Vario e complesso è il mondo della pesca professionale: un settore di non poco conto per l’intero assetto economico italiano, ma caratterizzato da innumerevoli zone d’ombra che non solo penalizzano il comparto, ma soprattutto appaiono incomprensibili.
Ci riferiamo, nella fattispecie, al campo della previdenza sociale, particolarmente lacunosa per i lavoratori della pesca e che ha mostrato tutta la sua fragilità in questo tempo di crisi economica e sanitaria da Covid-19.
All’inizio della crisi c’era stata l’estensione della Cassa Integrazione anche per i lavoratori dipendenti della pesca, escludendo i pescatori autonomi, per i quali solo a maggio un emendamento del DL Rilancio Italia ha destinato una indennità di 950 euro. Una magra consolazione per le innumerevoli piccole imprese che caratterizzano il settore.
L’ articolo 78 del DL Cura Italia (misure a favore del settore agricolo e della pesca), per far fronte ai danni diretti e indiretti derivanti dall’emergenza da Covid-19, aveva previsto un Fondo a disposizione delle imprese per la copertura degli interessi passivi sui finanziamenti bancari e per la ristrutturazione dei debiti. Lo stesso articolo prevedeva deroghe ai Regolamenti Europei in materia di aiuti in regime di “de minimis” per le imprese della pesca e dell’acquacoltura. Il tutto nell’ottica di assicurare una reale opportunità alle stesse aziende di sopravvivere avendo a disposizione una liquidità venuta meno con l’inattività forzata. Ad oggi le stesse imprese aspettano ancora che si dia piena ed efficace attuazione a queste misure.

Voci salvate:
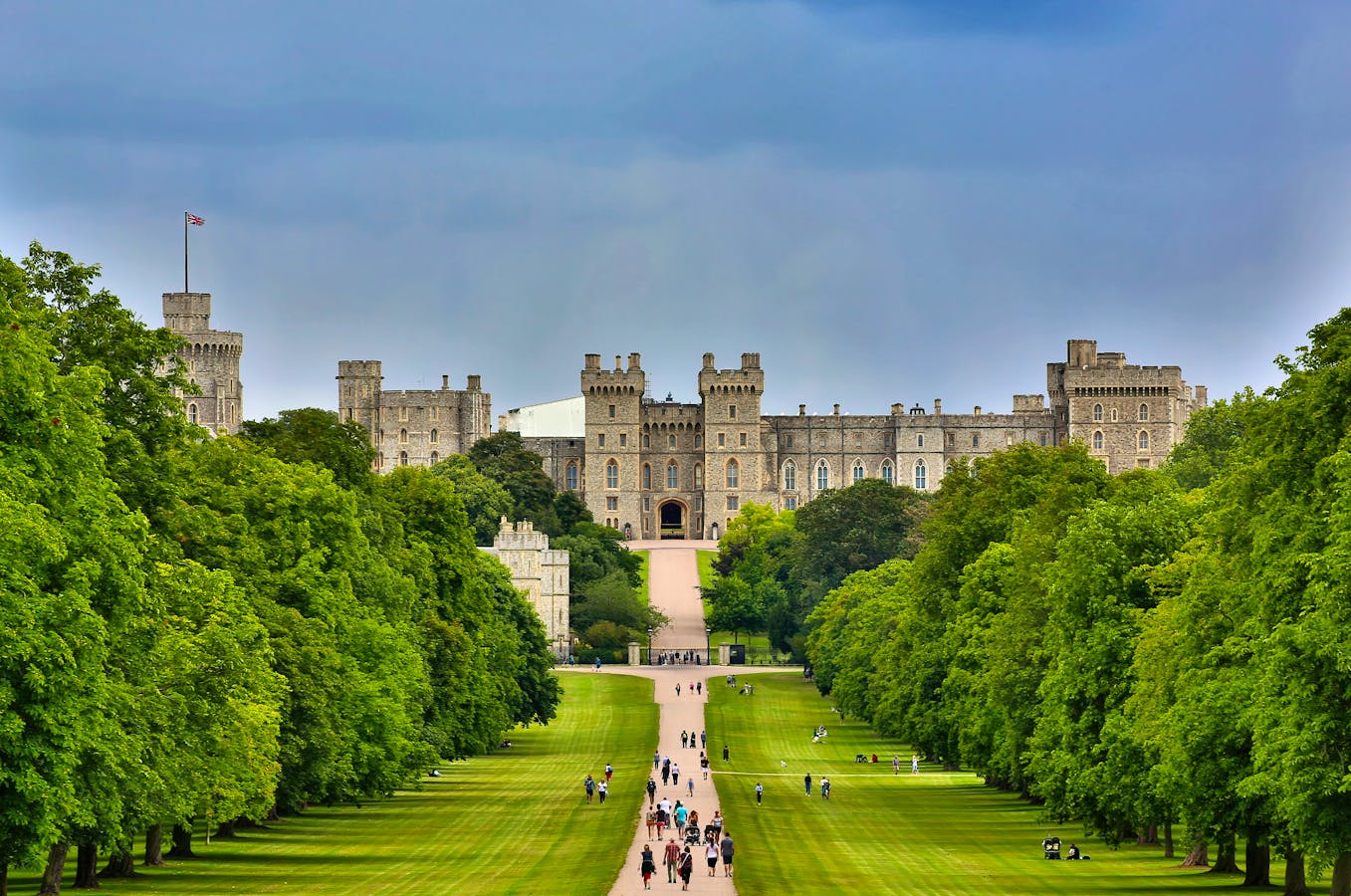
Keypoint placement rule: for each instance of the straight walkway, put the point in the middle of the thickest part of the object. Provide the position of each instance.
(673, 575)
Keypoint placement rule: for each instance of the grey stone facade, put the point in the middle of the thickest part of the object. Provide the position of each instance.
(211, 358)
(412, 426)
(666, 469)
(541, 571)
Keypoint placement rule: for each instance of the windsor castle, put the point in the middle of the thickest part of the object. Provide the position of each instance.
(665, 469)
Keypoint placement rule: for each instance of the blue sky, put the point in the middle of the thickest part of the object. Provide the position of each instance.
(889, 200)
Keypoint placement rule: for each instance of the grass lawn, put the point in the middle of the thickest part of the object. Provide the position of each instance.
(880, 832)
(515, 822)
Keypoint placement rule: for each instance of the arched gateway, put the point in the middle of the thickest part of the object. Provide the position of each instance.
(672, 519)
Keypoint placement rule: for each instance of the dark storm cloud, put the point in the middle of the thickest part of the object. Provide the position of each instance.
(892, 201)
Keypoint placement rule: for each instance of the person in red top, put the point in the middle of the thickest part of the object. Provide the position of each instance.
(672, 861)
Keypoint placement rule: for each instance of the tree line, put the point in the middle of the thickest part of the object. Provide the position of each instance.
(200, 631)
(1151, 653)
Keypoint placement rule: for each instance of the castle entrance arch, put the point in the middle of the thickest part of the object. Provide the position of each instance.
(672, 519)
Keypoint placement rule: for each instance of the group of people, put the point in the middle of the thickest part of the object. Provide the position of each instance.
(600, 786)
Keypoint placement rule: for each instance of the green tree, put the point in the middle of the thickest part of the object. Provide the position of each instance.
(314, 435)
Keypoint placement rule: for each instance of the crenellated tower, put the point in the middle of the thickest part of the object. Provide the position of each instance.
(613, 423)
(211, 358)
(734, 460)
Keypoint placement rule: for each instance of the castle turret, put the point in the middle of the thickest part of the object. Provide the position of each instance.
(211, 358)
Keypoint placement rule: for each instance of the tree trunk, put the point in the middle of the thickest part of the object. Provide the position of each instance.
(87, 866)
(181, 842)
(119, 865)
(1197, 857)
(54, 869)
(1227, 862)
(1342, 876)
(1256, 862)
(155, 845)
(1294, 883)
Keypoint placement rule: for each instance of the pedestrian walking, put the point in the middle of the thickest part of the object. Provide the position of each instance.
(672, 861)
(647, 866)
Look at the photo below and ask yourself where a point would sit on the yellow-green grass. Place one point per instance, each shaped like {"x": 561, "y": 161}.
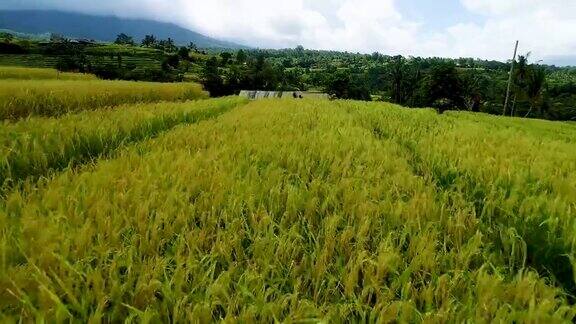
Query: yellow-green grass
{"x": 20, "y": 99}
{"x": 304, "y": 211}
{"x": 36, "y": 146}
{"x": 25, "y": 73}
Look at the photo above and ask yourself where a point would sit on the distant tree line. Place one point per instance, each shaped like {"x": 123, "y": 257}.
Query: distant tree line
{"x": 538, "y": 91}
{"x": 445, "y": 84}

§ COMPITI
1. Stampa il passo del testo sulla pesca professionale che va da "Vario e complesso" fino a "caratterizzano il settore." compreso.
2. Secondo il testo sulla pesca professionale, quale indennità è stata destinata ai pescatori autonomi con l'emendamento al DL Rilancio Italia?

§ RISPOSTE AI COMPITI
1.
Vario e complesso è il mondo della pesca professionale: un settore di non poco conto per l’intero assetto economico italiano, ma caratterizzato da innumerevoli zone d’ombra che non solo penalizzano il comparto, ma soprattutto appaiono incomprensibili.
Ci riferiamo, nella fattispecie, al campo della previdenza sociale, particolarmente lacunosa per i lavoratori della pesca e che ha mostrato tutta la sua fragilità in questo tempo di crisi economica e sanitaria da Covid-19.
All’inizio della crisi c’era stata l’estensione della Cassa Integrazione anche per i lavoratori dipendenti della pesca, escludendo i pescatori autonomi, per i quali solo a maggio un emendamento del DL Rilancio Italia ha destinato una indennità di 950 euro. Una magra consolazione per le innumerevoli piccole imprese che caratterizzano il settore.

2. Un'indennità di 950 euro.